--- start of Records supplied ---

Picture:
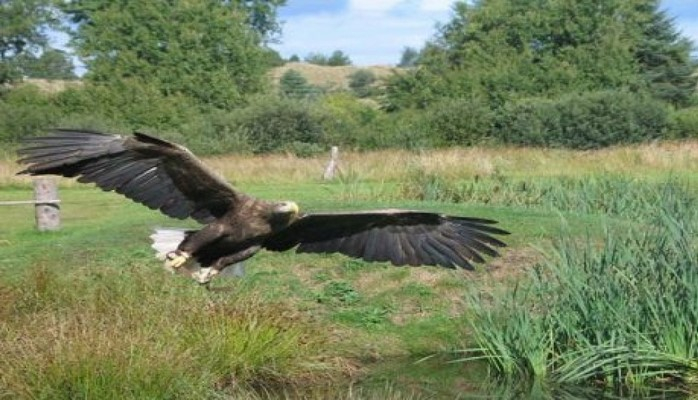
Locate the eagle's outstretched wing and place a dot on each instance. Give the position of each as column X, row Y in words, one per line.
column 154, row 172
column 399, row 236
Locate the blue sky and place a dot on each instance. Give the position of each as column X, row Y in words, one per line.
column 374, row 32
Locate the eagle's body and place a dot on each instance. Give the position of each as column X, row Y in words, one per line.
column 167, row 177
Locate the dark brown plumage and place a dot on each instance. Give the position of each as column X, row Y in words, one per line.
column 168, row 177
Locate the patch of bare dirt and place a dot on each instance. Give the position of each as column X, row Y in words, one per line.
column 329, row 77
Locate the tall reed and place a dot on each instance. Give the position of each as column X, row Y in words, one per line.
column 624, row 312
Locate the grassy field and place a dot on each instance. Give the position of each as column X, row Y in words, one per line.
column 87, row 312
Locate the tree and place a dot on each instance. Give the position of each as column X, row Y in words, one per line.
column 51, row 64
column 665, row 58
column 207, row 50
column 360, row 82
column 21, row 32
column 338, row 58
column 409, row 57
column 507, row 50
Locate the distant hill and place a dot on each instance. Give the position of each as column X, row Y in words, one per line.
column 329, row 77
column 318, row 75
column 51, row 85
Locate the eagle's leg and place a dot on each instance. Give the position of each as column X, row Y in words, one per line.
column 192, row 243
column 205, row 275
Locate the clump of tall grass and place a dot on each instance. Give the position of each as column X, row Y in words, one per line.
column 612, row 195
column 623, row 313
column 99, row 333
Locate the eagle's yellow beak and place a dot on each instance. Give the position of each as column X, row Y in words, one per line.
column 289, row 207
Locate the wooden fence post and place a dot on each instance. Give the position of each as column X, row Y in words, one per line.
column 332, row 166
column 46, row 204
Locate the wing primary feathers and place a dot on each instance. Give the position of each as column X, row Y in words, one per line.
column 159, row 174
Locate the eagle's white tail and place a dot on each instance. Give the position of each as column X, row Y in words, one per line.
column 166, row 240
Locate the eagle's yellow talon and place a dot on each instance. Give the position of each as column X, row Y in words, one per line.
column 176, row 259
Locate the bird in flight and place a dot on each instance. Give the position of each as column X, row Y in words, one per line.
column 167, row 177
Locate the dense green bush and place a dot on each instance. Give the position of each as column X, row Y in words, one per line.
column 25, row 111
column 582, row 121
column 684, row 123
column 459, row 122
column 360, row 82
column 270, row 124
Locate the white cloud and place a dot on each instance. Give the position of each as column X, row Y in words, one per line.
column 436, row 5
column 370, row 32
column 372, row 5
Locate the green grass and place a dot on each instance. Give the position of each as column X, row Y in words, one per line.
column 620, row 313
column 88, row 312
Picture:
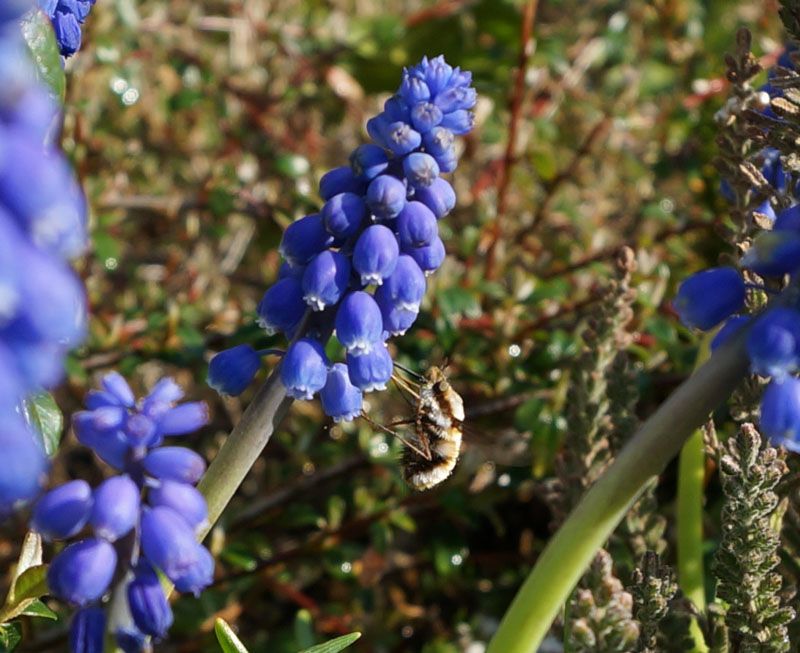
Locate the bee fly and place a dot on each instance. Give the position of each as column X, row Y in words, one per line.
column 431, row 455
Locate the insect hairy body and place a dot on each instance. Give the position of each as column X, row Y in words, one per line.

--- end of Records supplied ---

- Stated exercise -
Please rewrite all the records above, replacing "place a dot" with "put a marker" and changing nothing else. Leave the pictures out of your answer.

- Response -
Picture:
Locate the eagle's outstretched wing and put a marker on each instance. Give the position of each as column X, row Y in words, one per line.
column 154, row 172
column 399, row 236
Locate the blue sky and put a marker on each instance. Give the position of each as column X, row Y in words, one per line.
column 374, row 32
Locate the eagle's body and put a marker on each instance. Give the position of each as column X, row Y in words, one per line.
column 167, row 177
Locate the dark brown plumage and put a marker on each instance. Give the position of each as column X, row Y in words, one per line.
column 168, row 177
Locate the patch of bare dirt and put a marker on each instance. Give the position of each as column X, row Y in words, one per line.
column 329, row 77
Locate the tall reed and put a marker on each instance. Give the position of each as column X, row Y in words, one per line.
column 624, row 312
Locate the grassy field and put a marker on each instance. Give the position of each as column X, row Y in words, one per line.
column 87, row 312
Locate the tree and put a marker on each instance. Give the position of each as column X, row Y in words, one per line.
column 51, row 64
column 665, row 58
column 207, row 50
column 360, row 82
column 21, row 32
column 338, row 58
column 409, row 57
column 507, row 50
Locate the distant hill and put a marker on each instance. Give the position of each as column X, row Y in words, one per line.
column 329, row 77
column 318, row 75
column 51, row 85
Locate the eagle's leg and put a marker on each instance. Give the position of each as column X, row Y in words, one per line.
column 192, row 243
column 205, row 275
Locate the clump of tall grass and put a marker on each instance. Give the position of each as column X, row Y in words, one per line.
column 612, row 195
column 623, row 313
column 99, row 333
Locate the eagle's yellow beak and put a marker on each instance. Give the position of each as column X, row Y in words, one per line.
column 289, row 207
Locate the wooden fence post and put a marker on each instance. Give the position of each as column X, row Y in words, one per line.
column 332, row 166
column 46, row 204
Locate the wing primary feathers and put a marker on each instance. Give the position of each as column X, row Y in words, one per line.
column 159, row 174
Locate the eagle's white tail and put a marker on each instance. Give the position of each as column X, row Y in words, one per line.
column 166, row 240
Locate the eagle's yellow talon and put a marker on each instance. Give the position of each as column X, row Y in words, one per line.
column 176, row 259
Locate the bird in flight and put a marker on each instance. Give the position of each as column X, row Y in words, one per line.
column 167, row 177
Locate the dense green bush and put a marker on each instance. Give the position of each as column X, row Y in words, one per line.
column 25, row 111
column 582, row 121
column 684, row 123
column 459, row 122
column 360, row 82
column 270, row 124
Locate the white cloud and put a marker on each instance. Give the position of each as column X, row Y in words, one per line.
column 436, row 5
column 370, row 32
column 372, row 5
Locate the green grass and put a marker on each instance. Give the position of each as column X, row Y in words, one per line.
column 620, row 313
column 88, row 312
Picture:
Locate the bee fly and put a marker on each instance. Give the position of each as column X, row Y in words, one per line.
column 431, row 455
Locate the insect hairy body and put a marker on each instance. Give the position of each as column X, row Y in words, one per line.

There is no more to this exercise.